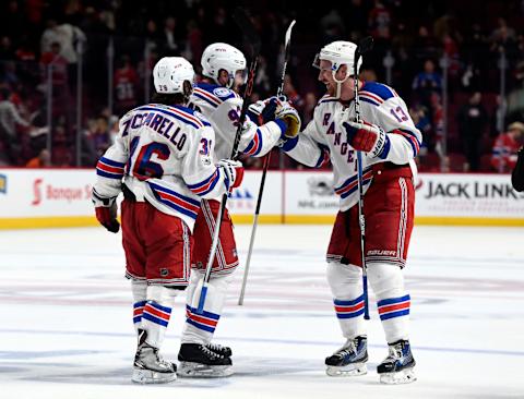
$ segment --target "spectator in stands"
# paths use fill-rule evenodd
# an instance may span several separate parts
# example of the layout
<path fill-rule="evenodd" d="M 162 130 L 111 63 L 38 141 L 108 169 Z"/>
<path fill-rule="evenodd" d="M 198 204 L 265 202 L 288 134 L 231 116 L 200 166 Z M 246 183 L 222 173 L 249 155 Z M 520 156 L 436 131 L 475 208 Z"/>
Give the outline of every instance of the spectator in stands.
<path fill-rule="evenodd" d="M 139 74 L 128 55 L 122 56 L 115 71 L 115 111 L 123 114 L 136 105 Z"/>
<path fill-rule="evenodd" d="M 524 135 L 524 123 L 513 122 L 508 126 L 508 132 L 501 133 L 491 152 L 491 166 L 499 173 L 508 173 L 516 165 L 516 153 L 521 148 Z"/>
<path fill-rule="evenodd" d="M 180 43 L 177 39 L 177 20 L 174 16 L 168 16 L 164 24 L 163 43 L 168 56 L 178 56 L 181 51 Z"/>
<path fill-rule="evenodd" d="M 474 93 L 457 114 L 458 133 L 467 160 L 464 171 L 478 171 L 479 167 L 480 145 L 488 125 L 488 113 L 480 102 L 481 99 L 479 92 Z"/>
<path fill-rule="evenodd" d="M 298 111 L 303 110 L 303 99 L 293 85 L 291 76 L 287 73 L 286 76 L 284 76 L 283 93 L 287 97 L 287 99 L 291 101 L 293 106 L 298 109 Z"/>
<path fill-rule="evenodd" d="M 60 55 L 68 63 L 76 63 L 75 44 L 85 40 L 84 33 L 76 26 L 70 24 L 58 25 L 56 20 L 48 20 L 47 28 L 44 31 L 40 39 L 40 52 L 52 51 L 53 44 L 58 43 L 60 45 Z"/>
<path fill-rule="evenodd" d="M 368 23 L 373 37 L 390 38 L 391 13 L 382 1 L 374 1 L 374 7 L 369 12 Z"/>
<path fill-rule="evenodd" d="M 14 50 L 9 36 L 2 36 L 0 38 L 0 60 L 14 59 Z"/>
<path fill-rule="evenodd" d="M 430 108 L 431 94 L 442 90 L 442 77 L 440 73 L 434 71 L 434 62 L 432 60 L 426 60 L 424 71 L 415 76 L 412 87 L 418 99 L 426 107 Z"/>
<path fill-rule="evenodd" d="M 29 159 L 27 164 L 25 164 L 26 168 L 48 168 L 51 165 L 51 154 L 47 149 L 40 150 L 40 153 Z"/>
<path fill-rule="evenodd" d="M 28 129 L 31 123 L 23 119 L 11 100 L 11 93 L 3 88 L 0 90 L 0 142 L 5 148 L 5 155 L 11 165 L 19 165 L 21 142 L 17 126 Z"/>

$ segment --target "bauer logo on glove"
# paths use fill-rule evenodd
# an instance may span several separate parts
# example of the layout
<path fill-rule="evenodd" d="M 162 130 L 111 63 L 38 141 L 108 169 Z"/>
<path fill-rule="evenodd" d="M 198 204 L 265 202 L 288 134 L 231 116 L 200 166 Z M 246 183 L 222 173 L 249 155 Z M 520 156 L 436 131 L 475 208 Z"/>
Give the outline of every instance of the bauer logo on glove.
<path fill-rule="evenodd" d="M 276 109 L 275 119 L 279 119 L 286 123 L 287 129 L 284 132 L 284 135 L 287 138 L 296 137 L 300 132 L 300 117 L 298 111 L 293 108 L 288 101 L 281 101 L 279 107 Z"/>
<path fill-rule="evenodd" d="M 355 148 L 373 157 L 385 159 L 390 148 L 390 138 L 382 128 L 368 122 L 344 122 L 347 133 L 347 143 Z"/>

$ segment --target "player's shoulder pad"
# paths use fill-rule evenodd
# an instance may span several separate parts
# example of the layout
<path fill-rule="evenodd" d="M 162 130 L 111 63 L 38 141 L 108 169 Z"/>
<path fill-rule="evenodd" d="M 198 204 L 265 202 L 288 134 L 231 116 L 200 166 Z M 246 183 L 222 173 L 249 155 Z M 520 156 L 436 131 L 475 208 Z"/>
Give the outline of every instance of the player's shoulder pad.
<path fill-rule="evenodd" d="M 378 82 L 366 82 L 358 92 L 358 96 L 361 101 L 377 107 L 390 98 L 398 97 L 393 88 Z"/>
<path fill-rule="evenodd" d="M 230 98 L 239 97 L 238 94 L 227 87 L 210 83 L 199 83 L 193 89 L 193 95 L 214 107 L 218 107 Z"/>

- WRITTEN REQUEST
Reproduce the lines from the start of the entries through the line holding "28 129 L 31", inclusive, and leave the pictures out of your answer.

- EXPECTED OUTPUT
$ segment --target "spectator in stands"
# paths use fill-rule evenodd
# an instance may span several separate parts
# example of the layout
<path fill-rule="evenodd" d="M 162 130 L 111 63 L 38 141 L 108 169 Z"/>
<path fill-rule="evenodd" d="M 198 204 L 265 202 L 288 134 L 231 116 L 200 166 Z M 246 183 L 222 173 L 249 155 Z M 520 156 L 436 131 L 475 208 Z"/>
Give the outline of every instance of the spectator in stands.
<path fill-rule="evenodd" d="M 139 74 L 128 55 L 122 56 L 115 71 L 115 111 L 123 114 L 136 105 Z"/>
<path fill-rule="evenodd" d="M 524 135 L 524 123 L 513 122 L 508 126 L 508 132 L 501 133 L 491 152 L 491 166 L 499 173 L 508 173 L 516 165 L 516 153 L 521 148 Z"/>
<path fill-rule="evenodd" d="M 180 43 L 177 39 L 177 20 L 174 16 L 168 16 L 164 24 L 163 43 L 168 56 L 178 56 L 181 51 Z"/>
<path fill-rule="evenodd" d="M 474 93 L 457 114 L 458 133 L 467 160 L 464 171 L 478 171 L 479 167 L 480 145 L 488 125 L 488 113 L 480 102 L 481 99 L 479 92 Z"/>
<path fill-rule="evenodd" d="M 298 111 L 303 110 L 303 99 L 293 85 L 291 76 L 287 73 L 286 76 L 284 76 L 283 93 L 287 97 L 287 99 L 291 101 L 293 106 L 298 109 Z"/>
<path fill-rule="evenodd" d="M 60 55 L 68 63 L 76 63 L 75 44 L 85 40 L 84 33 L 76 26 L 70 24 L 58 25 L 56 20 L 48 20 L 47 28 L 44 31 L 40 39 L 40 52 L 52 51 L 53 44 L 58 43 L 60 45 Z"/>
<path fill-rule="evenodd" d="M 368 23 L 373 37 L 390 38 L 391 13 L 382 1 L 374 1 L 374 7 L 369 12 Z"/>
<path fill-rule="evenodd" d="M 14 50 L 9 36 L 2 36 L 0 38 L 0 60 L 14 59 Z"/>
<path fill-rule="evenodd" d="M 430 108 L 431 94 L 442 90 L 442 77 L 440 73 L 434 71 L 434 62 L 432 60 L 426 60 L 424 71 L 415 76 L 412 87 L 418 99 L 426 107 Z"/>
<path fill-rule="evenodd" d="M 29 159 L 27 164 L 25 164 L 26 168 L 48 168 L 51 165 L 51 154 L 47 149 L 40 150 L 40 153 Z"/>
<path fill-rule="evenodd" d="M 28 129 L 31 123 L 23 119 L 11 100 L 11 93 L 3 88 L 0 90 L 0 142 L 5 148 L 5 155 L 11 165 L 19 165 L 21 142 L 17 126 Z"/>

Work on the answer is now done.